*** Data for processing

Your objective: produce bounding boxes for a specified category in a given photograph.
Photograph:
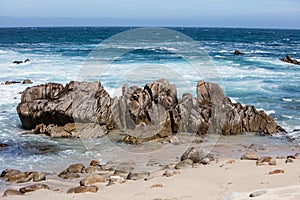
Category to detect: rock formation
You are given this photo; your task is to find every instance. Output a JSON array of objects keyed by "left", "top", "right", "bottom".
[
  {"left": 280, "top": 55, "right": 300, "bottom": 65},
  {"left": 17, "top": 79, "right": 284, "bottom": 141}
]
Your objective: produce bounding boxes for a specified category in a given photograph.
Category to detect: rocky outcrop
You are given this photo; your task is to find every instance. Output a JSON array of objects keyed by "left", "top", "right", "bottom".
[
  {"left": 17, "top": 79, "right": 284, "bottom": 141},
  {"left": 1, "top": 169, "right": 46, "bottom": 183},
  {"left": 280, "top": 55, "right": 300, "bottom": 65},
  {"left": 234, "top": 49, "right": 243, "bottom": 55}
]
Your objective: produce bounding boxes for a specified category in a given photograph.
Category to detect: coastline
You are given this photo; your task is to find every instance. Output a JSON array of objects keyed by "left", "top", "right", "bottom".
[{"left": 4, "top": 158, "right": 300, "bottom": 200}]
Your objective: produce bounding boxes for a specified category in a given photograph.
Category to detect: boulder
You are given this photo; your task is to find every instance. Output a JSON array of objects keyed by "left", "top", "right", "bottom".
[
  {"left": 234, "top": 49, "right": 243, "bottom": 55},
  {"left": 67, "top": 185, "right": 99, "bottom": 193},
  {"left": 3, "top": 189, "right": 23, "bottom": 197},
  {"left": 22, "top": 79, "right": 33, "bottom": 84},
  {"left": 80, "top": 174, "right": 105, "bottom": 186},
  {"left": 17, "top": 79, "right": 284, "bottom": 140},
  {"left": 241, "top": 151, "right": 258, "bottom": 160},
  {"left": 280, "top": 55, "right": 300, "bottom": 65},
  {"left": 19, "top": 184, "right": 50, "bottom": 193}
]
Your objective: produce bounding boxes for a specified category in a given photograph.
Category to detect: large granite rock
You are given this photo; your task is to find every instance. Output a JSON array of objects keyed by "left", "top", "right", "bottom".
[{"left": 17, "top": 79, "right": 284, "bottom": 140}]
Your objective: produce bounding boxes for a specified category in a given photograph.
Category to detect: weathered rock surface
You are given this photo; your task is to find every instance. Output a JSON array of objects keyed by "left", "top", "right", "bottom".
[
  {"left": 1, "top": 169, "right": 46, "bottom": 183},
  {"left": 17, "top": 79, "right": 284, "bottom": 140},
  {"left": 67, "top": 185, "right": 99, "bottom": 193},
  {"left": 3, "top": 189, "right": 23, "bottom": 197},
  {"left": 19, "top": 183, "right": 50, "bottom": 193},
  {"left": 280, "top": 55, "right": 300, "bottom": 65}
]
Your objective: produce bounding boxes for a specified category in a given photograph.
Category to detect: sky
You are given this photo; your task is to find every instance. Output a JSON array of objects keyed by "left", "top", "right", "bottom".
[{"left": 0, "top": 0, "right": 300, "bottom": 29}]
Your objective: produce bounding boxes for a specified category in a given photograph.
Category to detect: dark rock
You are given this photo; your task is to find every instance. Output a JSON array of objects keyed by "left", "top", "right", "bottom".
[
  {"left": 181, "top": 147, "right": 208, "bottom": 163},
  {"left": 19, "top": 184, "right": 50, "bottom": 193},
  {"left": 67, "top": 185, "right": 99, "bottom": 193},
  {"left": 17, "top": 79, "right": 284, "bottom": 140},
  {"left": 3, "top": 189, "right": 23, "bottom": 197},
  {"left": 1, "top": 169, "right": 46, "bottom": 183},
  {"left": 280, "top": 55, "right": 300, "bottom": 65},
  {"left": 234, "top": 49, "right": 243, "bottom": 55},
  {"left": 22, "top": 79, "right": 33, "bottom": 84}
]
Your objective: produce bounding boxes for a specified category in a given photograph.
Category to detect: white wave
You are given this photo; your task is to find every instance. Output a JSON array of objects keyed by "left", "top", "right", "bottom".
[{"left": 282, "top": 98, "right": 293, "bottom": 102}]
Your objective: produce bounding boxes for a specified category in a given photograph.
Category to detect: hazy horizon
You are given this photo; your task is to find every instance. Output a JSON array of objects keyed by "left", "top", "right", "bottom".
[{"left": 0, "top": 0, "right": 300, "bottom": 29}]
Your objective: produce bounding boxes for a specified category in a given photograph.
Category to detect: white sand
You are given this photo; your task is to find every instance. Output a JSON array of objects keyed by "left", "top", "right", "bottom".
[{"left": 5, "top": 159, "right": 300, "bottom": 200}]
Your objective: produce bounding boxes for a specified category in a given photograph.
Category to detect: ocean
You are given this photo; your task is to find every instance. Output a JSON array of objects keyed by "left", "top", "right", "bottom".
[{"left": 0, "top": 27, "right": 300, "bottom": 186}]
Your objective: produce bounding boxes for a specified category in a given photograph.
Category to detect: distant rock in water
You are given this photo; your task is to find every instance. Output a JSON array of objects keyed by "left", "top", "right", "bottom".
[
  {"left": 234, "top": 49, "right": 244, "bottom": 55},
  {"left": 280, "top": 55, "right": 300, "bottom": 65},
  {"left": 17, "top": 79, "right": 284, "bottom": 140},
  {"left": 12, "top": 58, "right": 30, "bottom": 65},
  {"left": 4, "top": 81, "right": 21, "bottom": 85}
]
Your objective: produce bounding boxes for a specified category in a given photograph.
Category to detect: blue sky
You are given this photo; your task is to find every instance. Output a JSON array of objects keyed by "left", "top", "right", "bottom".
[{"left": 0, "top": 0, "right": 300, "bottom": 28}]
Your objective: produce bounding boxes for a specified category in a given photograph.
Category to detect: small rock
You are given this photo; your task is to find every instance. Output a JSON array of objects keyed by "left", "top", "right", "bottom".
[
  {"left": 163, "top": 170, "right": 179, "bottom": 177},
  {"left": 66, "top": 164, "right": 85, "bottom": 173},
  {"left": 234, "top": 49, "right": 243, "bottom": 55},
  {"left": 249, "top": 190, "right": 267, "bottom": 197},
  {"left": 58, "top": 173, "right": 80, "bottom": 179},
  {"left": 256, "top": 156, "right": 276, "bottom": 166},
  {"left": 19, "top": 184, "right": 50, "bottom": 193},
  {"left": 126, "top": 172, "right": 150, "bottom": 180},
  {"left": 151, "top": 183, "right": 163, "bottom": 188},
  {"left": 22, "top": 79, "right": 33, "bottom": 84},
  {"left": 0, "top": 143, "right": 8, "bottom": 149},
  {"left": 90, "top": 160, "right": 100, "bottom": 166},
  {"left": 226, "top": 159, "right": 235, "bottom": 164},
  {"left": 175, "top": 159, "right": 194, "bottom": 169},
  {"left": 169, "top": 136, "right": 180, "bottom": 145},
  {"left": 269, "top": 169, "right": 284, "bottom": 175},
  {"left": 3, "top": 189, "right": 23, "bottom": 197},
  {"left": 241, "top": 151, "right": 258, "bottom": 160},
  {"left": 201, "top": 157, "right": 210, "bottom": 165},
  {"left": 80, "top": 174, "right": 105, "bottom": 186},
  {"left": 67, "top": 185, "right": 99, "bottom": 194},
  {"left": 286, "top": 155, "right": 297, "bottom": 160},
  {"left": 4, "top": 81, "right": 21, "bottom": 85}
]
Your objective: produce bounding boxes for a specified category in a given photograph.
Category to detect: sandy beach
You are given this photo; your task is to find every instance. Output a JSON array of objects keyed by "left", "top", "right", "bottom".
[{"left": 4, "top": 152, "right": 300, "bottom": 200}]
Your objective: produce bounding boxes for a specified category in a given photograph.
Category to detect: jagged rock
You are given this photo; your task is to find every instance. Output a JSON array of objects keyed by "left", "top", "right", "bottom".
[
  {"left": 17, "top": 79, "right": 284, "bottom": 140},
  {"left": 280, "top": 55, "right": 300, "bottom": 65},
  {"left": 67, "top": 185, "right": 99, "bottom": 193},
  {"left": 17, "top": 81, "right": 110, "bottom": 129},
  {"left": 4, "top": 81, "right": 21, "bottom": 85},
  {"left": 22, "top": 79, "right": 33, "bottom": 84},
  {"left": 19, "top": 184, "right": 50, "bottom": 193},
  {"left": 3, "top": 189, "right": 23, "bottom": 197},
  {"left": 1, "top": 169, "right": 46, "bottom": 183},
  {"left": 234, "top": 49, "right": 243, "bottom": 55},
  {"left": 181, "top": 147, "right": 208, "bottom": 163}
]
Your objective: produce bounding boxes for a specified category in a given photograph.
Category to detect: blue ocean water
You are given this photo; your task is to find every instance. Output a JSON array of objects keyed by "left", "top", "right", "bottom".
[{"left": 0, "top": 27, "right": 300, "bottom": 180}]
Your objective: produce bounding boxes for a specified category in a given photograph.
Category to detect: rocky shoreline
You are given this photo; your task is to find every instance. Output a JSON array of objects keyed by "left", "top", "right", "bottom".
[{"left": 17, "top": 79, "right": 284, "bottom": 144}]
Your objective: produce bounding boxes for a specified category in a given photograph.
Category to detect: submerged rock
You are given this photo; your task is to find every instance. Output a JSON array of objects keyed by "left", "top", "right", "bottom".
[{"left": 280, "top": 55, "right": 300, "bottom": 65}]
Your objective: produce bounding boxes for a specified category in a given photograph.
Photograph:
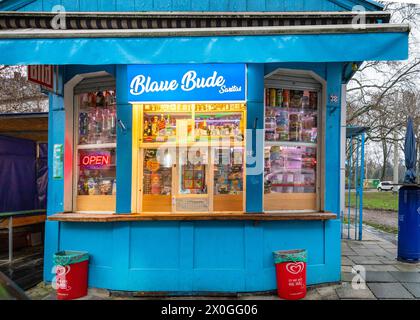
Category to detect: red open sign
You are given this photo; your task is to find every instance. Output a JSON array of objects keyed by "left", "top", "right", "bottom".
[{"left": 80, "top": 152, "right": 111, "bottom": 168}]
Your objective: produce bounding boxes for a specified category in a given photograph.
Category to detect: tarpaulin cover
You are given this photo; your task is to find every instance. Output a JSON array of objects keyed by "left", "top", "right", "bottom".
[
  {"left": 273, "top": 249, "right": 306, "bottom": 263},
  {"left": 36, "top": 143, "right": 48, "bottom": 209},
  {"left": 0, "top": 32, "right": 408, "bottom": 65},
  {"left": 0, "top": 136, "right": 37, "bottom": 212}
]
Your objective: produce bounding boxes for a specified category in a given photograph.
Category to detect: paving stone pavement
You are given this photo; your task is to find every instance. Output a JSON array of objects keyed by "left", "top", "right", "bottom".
[{"left": 27, "top": 228, "right": 420, "bottom": 300}]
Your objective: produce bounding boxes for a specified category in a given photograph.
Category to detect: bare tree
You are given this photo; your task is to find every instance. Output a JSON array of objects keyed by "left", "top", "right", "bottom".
[{"left": 0, "top": 65, "right": 48, "bottom": 113}]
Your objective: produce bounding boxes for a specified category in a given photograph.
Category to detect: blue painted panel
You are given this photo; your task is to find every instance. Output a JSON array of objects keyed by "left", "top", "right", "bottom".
[
  {"left": 263, "top": 221, "right": 325, "bottom": 268},
  {"left": 246, "top": 64, "right": 264, "bottom": 212},
  {"left": 324, "top": 63, "right": 343, "bottom": 213},
  {"left": 129, "top": 222, "right": 180, "bottom": 272},
  {"left": 0, "top": 33, "right": 408, "bottom": 65},
  {"left": 60, "top": 223, "right": 113, "bottom": 268},
  {"left": 264, "top": 62, "right": 327, "bottom": 79},
  {"left": 64, "top": 65, "right": 116, "bottom": 83},
  {"left": 117, "top": 66, "right": 133, "bottom": 213},
  {"left": 44, "top": 90, "right": 65, "bottom": 280},
  {"left": 50, "top": 220, "right": 340, "bottom": 292},
  {"left": 193, "top": 221, "right": 245, "bottom": 272}
]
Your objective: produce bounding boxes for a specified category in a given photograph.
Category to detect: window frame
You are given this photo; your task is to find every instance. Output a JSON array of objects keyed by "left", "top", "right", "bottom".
[
  {"left": 262, "top": 68, "right": 326, "bottom": 213},
  {"left": 71, "top": 87, "right": 118, "bottom": 214}
]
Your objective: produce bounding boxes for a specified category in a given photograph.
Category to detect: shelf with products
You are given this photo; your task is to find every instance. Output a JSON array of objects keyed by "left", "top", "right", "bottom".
[
  {"left": 74, "top": 90, "right": 117, "bottom": 212},
  {"left": 142, "top": 149, "right": 174, "bottom": 212},
  {"left": 140, "top": 103, "right": 245, "bottom": 146},
  {"left": 264, "top": 87, "right": 319, "bottom": 211},
  {"left": 77, "top": 90, "right": 117, "bottom": 145},
  {"left": 265, "top": 88, "right": 318, "bottom": 143},
  {"left": 213, "top": 147, "right": 245, "bottom": 212}
]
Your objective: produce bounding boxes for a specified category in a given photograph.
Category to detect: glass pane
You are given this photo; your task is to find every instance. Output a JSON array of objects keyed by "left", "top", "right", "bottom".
[
  {"left": 265, "top": 88, "right": 318, "bottom": 143},
  {"left": 179, "top": 147, "right": 208, "bottom": 194},
  {"left": 78, "top": 90, "right": 117, "bottom": 145},
  {"left": 195, "top": 112, "right": 244, "bottom": 142},
  {"left": 264, "top": 88, "right": 318, "bottom": 210},
  {"left": 214, "top": 148, "right": 244, "bottom": 195},
  {"left": 264, "top": 146, "right": 316, "bottom": 193},
  {"left": 143, "top": 149, "right": 175, "bottom": 195},
  {"left": 77, "top": 148, "right": 117, "bottom": 195},
  {"left": 143, "top": 104, "right": 194, "bottom": 143}
]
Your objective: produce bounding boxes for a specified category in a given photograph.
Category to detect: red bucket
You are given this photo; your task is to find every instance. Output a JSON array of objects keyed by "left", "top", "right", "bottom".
[
  {"left": 274, "top": 250, "right": 306, "bottom": 300},
  {"left": 53, "top": 251, "right": 89, "bottom": 300}
]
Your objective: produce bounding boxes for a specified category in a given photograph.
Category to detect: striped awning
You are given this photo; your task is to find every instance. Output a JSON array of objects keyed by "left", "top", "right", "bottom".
[{"left": 0, "top": 11, "right": 390, "bottom": 30}]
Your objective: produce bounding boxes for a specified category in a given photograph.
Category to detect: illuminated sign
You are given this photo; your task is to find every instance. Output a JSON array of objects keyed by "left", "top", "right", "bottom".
[
  {"left": 127, "top": 64, "right": 246, "bottom": 102},
  {"left": 28, "top": 65, "right": 54, "bottom": 91},
  {"left": 80, "top": 151, "right": 111, "bottom": 169}
]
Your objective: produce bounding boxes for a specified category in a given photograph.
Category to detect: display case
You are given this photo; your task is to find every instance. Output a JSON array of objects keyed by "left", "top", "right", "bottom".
[
  {"left": 134, "top": 103, "right": 246, "bottom": 213},
  {"left": 74, "top": 90, "right": 117, "bottom": 212},
  {"left": 213, "top": 147, "right": 245, "bottom": 212},
  {"left": 264, "top": 88, "right": 320, "bottom": 211},
  {"left": 140, "top": 103, "right": 245, "bottom": 146},
  {"left": 142, "top": 149, "right": 176, "bottom": 212}
]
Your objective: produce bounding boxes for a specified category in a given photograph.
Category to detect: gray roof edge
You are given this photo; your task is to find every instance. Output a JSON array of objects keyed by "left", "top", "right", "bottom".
[{"left": 0, "top": 24, "right": 410, "bottom": 39}]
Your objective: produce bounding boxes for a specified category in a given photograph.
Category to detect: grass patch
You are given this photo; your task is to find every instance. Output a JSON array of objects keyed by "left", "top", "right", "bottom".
[{"left": 345, "top": 191, "right": 398, "bottom": 211}]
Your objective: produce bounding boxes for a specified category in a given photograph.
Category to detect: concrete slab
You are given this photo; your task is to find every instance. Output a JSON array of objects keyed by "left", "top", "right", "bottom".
[
  {"left": 394, "top": 261, "right": 419, "bottom": 272},
  {"left": 351, "top": 256, "right": 381, "bottom": 265},
  {"left": 365, "top": 271, "right": 398, "bottom": 282},
  {"left": 341, "top": 256, "right": 354, "bottom": 266},
  {"left": 316, "top": 285, "right": 341, "bottom": 300},
  {"left": 390, "top": 271, "right": 420, "bottom": 286},
  {"left": 341, "top": 271, "right": 355, "bottom": 282},
  {"left": 402, "top": 283, "right": 420, "bottom": 299},
  {"left": 341, "top": 266, "right": 351, "bottom": 272},
  {"left": 354, "top": 248, "right": 380, "bottom": 257},
  {"left": 367, "top": 283, "right": 414, "bottom": 299},
  {"left": 364, "top": 264, "right": 398, "bottom": 271},
  {"left": 336, "top": 282, "right": 376, "bottom": 300}
]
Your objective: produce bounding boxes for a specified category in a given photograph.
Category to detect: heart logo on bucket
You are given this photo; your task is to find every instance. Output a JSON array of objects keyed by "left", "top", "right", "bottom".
[{"left": 286, "top": 262, "right": 305, "bottom": 274}]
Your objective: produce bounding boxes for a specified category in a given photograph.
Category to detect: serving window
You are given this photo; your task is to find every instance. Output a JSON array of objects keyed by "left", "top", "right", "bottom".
[
  {"left": 74, "top": 90, "right": 117, "bottom": 212},
  {"left": 133, "top": 103, "right": 246, "bottom": 213},
  {"left": 264, "top": 82, "right": 321, "bottom": 211}
]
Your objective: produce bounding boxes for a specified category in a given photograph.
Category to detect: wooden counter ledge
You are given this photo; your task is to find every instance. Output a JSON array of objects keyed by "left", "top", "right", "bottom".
[{"left": 48, "top": 212, "right": 337, "bottom": 222}]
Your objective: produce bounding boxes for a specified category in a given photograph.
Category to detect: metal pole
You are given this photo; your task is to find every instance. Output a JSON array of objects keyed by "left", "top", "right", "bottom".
[
  {"left": 347, "top": 137, "right": 353, "bottom": 239},
  {"left": 9, "top": 216, "right": 13, "bottom": 264},
  {"left": 359, "top": 133, "right": 365, "bottom": 241},
  {"left": 354, "top": 138, "right": 360, "bottom": 240}
]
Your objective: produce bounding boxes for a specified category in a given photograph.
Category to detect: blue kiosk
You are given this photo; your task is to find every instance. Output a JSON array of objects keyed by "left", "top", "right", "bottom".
[{"left": 0, "top": 0, "right": 409, "bottom": 294}]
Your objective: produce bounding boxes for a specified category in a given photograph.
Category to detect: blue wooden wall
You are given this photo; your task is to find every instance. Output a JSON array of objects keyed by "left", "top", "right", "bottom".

******

### Task directions
Which lines in the rows above contain the string "white"? Copy out every one of them, matching case exactly.

### Answer to the exercise
Category to detect: white wave
Category to detect: white sand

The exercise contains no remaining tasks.